== Segment start ==
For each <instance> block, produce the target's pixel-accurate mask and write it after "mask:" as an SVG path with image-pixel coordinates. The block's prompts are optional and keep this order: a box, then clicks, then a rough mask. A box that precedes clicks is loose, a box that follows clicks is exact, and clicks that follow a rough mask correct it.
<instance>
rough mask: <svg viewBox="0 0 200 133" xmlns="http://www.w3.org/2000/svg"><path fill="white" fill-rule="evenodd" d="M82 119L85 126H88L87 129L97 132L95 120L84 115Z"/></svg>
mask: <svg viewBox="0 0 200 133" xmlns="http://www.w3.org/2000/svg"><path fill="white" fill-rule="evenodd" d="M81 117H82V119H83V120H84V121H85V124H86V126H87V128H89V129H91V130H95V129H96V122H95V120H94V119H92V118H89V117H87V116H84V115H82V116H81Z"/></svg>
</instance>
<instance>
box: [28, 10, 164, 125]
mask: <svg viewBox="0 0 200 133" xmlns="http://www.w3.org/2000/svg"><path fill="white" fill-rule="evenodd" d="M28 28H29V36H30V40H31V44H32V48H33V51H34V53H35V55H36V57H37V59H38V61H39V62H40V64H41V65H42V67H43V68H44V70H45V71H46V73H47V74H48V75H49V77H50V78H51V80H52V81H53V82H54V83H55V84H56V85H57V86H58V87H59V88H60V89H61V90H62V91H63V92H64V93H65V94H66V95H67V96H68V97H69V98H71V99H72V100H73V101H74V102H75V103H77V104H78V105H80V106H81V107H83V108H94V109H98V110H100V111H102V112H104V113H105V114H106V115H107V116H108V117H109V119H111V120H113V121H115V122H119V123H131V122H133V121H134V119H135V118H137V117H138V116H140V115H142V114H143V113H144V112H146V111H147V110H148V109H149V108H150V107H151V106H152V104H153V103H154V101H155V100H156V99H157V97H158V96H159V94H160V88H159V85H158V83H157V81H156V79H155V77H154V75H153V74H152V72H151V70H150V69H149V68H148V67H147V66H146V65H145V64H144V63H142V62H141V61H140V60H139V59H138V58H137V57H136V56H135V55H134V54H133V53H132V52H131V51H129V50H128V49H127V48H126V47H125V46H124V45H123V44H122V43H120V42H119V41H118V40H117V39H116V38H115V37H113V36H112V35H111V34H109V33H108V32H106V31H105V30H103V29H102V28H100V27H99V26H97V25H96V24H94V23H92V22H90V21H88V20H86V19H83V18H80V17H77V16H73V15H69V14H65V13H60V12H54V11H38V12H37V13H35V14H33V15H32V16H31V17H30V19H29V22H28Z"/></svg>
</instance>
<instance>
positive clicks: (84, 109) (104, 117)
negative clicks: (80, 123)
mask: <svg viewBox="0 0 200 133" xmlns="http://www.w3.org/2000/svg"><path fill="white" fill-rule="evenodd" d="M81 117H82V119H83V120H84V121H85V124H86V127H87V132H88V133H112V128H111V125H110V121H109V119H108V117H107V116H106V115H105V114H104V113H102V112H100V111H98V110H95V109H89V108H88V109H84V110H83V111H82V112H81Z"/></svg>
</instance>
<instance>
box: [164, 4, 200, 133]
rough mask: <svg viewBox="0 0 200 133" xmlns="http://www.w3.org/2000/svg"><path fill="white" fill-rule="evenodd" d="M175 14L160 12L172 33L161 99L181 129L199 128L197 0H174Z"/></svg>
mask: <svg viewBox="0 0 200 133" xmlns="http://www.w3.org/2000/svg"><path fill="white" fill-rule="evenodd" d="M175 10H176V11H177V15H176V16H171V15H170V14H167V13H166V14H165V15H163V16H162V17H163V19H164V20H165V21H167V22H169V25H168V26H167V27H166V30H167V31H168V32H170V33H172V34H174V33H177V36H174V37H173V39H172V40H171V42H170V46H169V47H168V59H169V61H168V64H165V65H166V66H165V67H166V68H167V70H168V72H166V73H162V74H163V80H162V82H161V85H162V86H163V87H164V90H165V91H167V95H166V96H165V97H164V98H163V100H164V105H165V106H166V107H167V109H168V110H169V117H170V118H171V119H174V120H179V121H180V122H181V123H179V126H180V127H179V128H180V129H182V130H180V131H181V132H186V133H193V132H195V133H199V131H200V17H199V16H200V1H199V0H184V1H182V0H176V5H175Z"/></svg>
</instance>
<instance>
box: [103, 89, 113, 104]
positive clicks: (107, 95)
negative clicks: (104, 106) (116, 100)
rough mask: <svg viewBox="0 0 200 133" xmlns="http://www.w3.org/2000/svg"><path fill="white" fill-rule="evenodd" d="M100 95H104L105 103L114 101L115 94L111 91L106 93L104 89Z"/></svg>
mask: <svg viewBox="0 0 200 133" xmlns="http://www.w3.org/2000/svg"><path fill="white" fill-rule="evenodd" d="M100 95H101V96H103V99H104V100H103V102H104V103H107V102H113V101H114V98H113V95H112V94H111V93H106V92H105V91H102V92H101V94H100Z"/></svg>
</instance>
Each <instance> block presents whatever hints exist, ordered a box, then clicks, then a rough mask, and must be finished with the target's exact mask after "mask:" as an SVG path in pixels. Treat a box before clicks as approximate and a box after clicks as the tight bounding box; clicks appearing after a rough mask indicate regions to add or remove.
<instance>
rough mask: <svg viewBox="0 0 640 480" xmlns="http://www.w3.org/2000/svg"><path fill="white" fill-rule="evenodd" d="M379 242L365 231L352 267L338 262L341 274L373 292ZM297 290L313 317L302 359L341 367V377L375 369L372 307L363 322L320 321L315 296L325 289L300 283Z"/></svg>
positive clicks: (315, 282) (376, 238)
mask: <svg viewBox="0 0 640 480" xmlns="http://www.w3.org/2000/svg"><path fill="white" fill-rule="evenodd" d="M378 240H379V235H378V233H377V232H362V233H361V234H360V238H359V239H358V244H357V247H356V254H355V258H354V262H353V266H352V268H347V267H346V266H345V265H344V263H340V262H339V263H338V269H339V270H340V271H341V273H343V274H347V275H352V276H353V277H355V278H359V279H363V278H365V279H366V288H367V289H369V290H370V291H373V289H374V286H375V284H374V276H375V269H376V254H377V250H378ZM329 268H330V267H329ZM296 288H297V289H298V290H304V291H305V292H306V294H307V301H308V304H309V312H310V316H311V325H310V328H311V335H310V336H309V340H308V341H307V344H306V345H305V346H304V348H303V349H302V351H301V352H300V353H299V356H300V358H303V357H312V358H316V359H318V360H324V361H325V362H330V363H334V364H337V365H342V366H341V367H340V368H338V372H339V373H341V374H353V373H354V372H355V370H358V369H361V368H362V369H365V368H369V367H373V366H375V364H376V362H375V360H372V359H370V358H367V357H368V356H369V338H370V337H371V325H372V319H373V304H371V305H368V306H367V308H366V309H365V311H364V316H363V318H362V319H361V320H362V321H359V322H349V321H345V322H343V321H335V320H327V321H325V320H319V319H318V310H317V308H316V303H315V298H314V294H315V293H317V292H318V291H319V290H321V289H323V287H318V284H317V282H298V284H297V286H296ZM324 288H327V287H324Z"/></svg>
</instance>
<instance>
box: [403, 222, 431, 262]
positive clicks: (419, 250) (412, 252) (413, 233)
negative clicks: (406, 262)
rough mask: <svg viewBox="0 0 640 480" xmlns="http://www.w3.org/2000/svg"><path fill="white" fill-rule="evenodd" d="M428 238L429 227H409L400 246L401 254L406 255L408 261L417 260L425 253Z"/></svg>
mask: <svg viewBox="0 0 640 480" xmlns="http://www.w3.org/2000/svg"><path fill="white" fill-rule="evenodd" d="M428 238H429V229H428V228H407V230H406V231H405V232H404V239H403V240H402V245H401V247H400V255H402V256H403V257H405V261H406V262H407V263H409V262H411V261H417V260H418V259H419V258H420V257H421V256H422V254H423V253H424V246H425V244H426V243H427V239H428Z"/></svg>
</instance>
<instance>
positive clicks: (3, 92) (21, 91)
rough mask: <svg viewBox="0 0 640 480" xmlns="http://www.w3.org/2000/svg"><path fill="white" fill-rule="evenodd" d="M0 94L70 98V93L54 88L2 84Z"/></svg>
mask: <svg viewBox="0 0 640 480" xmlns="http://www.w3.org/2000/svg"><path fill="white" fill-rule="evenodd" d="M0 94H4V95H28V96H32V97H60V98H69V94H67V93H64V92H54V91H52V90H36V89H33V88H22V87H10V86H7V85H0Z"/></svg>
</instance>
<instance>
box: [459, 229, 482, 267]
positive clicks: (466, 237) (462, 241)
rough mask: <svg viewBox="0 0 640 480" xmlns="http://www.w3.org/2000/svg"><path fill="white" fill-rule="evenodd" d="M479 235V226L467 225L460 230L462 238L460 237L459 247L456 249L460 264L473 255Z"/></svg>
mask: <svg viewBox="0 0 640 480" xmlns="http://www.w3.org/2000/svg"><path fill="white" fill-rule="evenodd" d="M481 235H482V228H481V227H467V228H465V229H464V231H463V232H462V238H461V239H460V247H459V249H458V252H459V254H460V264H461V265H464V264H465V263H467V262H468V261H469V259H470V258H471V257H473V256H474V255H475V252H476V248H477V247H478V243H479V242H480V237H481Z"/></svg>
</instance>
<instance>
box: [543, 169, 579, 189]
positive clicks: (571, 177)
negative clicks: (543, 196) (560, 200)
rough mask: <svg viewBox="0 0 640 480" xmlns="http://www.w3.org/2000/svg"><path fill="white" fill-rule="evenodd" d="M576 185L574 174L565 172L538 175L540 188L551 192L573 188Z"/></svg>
== Segment end ==
__Problem description__. Which lines above include the word "target"? Pick them out and copy them.

__Written response__.
For each <instance> block, produce the target's pixel-accurate mask and write it after "mask:" as an SVG path with image-pixel coordinates. The block's prompts are optional and keep this order: a box, then clicks, then a rough mask. A box that precedes clicks is loose, a box that follows clicks is exact, and clicks that follow a rough mask correct it.
Each <instance> block presents whatever hints exist, ordered a box, then clicks, then a rough mask, and must be finished with the target's exact mask after "mask:" as an SVG path in pixels. Treat a box before clicks as approximate and a box after clicks as the tight bounding box; clicks appearing after a rough mask indicate regions to add or remove.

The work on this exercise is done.